Barrett Co. v. Koppers Co.

Decision Date09 November 1927
Docket Number3518.,No. 3517,3517
Citation22 F.2d 395
PartiesBARRETT CO. et al. v. KOPPERS CO. et al. KOPPERS CO. et al. v. BARRETT CO. et al.
CourtU.S. Court of Appeals — Third Circuit

R. T. M. McCready, of Pittsburgh, Pa. (W. B. Morton, of New York City, of counsel), for Barrett Co.

Byrnes, Stebbins & Parmelee, of Pittsburgh, Pa. (George E. Stebbins, of Pittsburgh, Pa., and Henry Love Clarke, of Baltimore, Md., of counsel), for Koppers Co.

Before BUFFINGTON, WOOLLEY, and DAVIS, Circuit Judges.

WOOLLEY, Circuit Judge.

The invention in controversy is a process for the manufacture of artificial resin whose novel feature is the addition of an intermediate step to the previously known polymerization process involving an acid treatment and distillation whereby certain impurities which affect the color of the resin are removed. Marc Darrin conceived and reduced the invention to practice on July 1, 1918, and filed an application for a patent on September 6 of the same year. On March 16, 1919, patent No. 1,297,328 issued to his assignee, the K. Koppers Company, one of the defendants in this action.

On May 6, 1919, Clark M. Dennis filed an application for a patent for the same invention covered by six claims which he had copied from the Darrin patent. The Patent Office declared an interference on six counts framed upon those claims. In the interference Dennis and the Barrett Company, a corporation to which he had assigned his rights in his patent application, claimed that he had conceived the invention and had, in the laboratory, reduced it to practice in the latter part of the year 1916, but expressly refused to disclose and to allow their witnesses to answer questions which would disclose subsequent commercial practices. Regarding Dennis' laboratory work merely as experiments and having nothing more before them to show actual reduction to practice, the Examiner of Interferences and then the Board of Examiners in Chief and finally the Commissioner of Patents all found that Dennis was first to conceive the invention but last to reduce it to practice, and, accordingly, awarded priority to Darrin. On appeal the Court of Appeals of the District of Columbia was of the same opinion and affirmed the decision of the last Patent Office tribunal. Then the Barrett Company and Dennis brought this action in the District Court under section 4915, R. S. (35 USCA § 63; Comp. St. § 9460) praying that the Commissioner of Patents be directed to issue to them, as inventor and assignee respectively, a patent on the Dennis application.

GOAL 1 >> Rewrite the location identification entries with "per_instance" switched to "multiple" throughout, leaving everything else unchanged.
These records are unrelated to the court opinion above.

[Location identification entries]

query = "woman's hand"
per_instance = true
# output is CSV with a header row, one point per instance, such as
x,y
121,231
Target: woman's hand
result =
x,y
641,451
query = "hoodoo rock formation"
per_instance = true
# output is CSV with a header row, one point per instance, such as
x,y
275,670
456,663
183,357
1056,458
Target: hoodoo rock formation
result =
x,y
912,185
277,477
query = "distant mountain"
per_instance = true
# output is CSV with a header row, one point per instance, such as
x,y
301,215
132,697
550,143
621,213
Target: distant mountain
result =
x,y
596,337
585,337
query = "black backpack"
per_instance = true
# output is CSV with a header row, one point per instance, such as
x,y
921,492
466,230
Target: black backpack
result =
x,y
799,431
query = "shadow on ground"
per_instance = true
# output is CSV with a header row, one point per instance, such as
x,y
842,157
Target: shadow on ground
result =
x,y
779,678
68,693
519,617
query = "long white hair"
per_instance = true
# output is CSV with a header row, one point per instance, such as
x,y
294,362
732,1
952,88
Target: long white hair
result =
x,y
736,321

GOAL 2 >> According to the Barrett Co. v. Koppers Co. opinion, why did the Patent Office tribunals award priority to Darrin even though they found Dennis was first to conceive the invention?

OUTPUT 1 >>
query = "woman's hand"
multiple = true
# output is CSV with a header row, one point per instance, such as
x,y
121,231
Target: woman's hand
result =
x,y
641,451
query = "hoodoo rock formation"
multiple = true
# output is CSV with a header row, one point per instance, such as
x,y
275,670
456,663
183,357
1056,458
Target: hoodoo rock formation
result =
x,y
912,185
277,477
query = "distant mountain"
multiple = true
# output is CSV with a header row, one point per instance, such as
x,y
301,215
132,697
550,143
621,213
Target: distant mountain
result =
x,y
596,337
585,337
query = "black backpack"
multiple = true
# output is CSV with a header row, one point per instance, such as
x,y
921,492
466,230
Target: black backpack
result =
x,y
799,431
query = "shadow on ground"
multiple = true
# output is CSV with a header row, one point per instance, such as
x,y
842,157
Target: shadow on ground
result =
x,y
779,678
68,693
519,617
query = "long white hair"
multiple = true
# output is CSV with a header row, one point per instance, such as
x,y
294,362
732,1
952,88
Target: long white hair
result =
x,y
736,321

OUTPUT 2 >> They regarded Dennis' laboratory work merely as experiments and had nothing more before them to show actual reduction to practice. They therefore found that Dennis, though first to conceive, was last to reduce the invention to practice, and accordingly awarded priority to Darrin.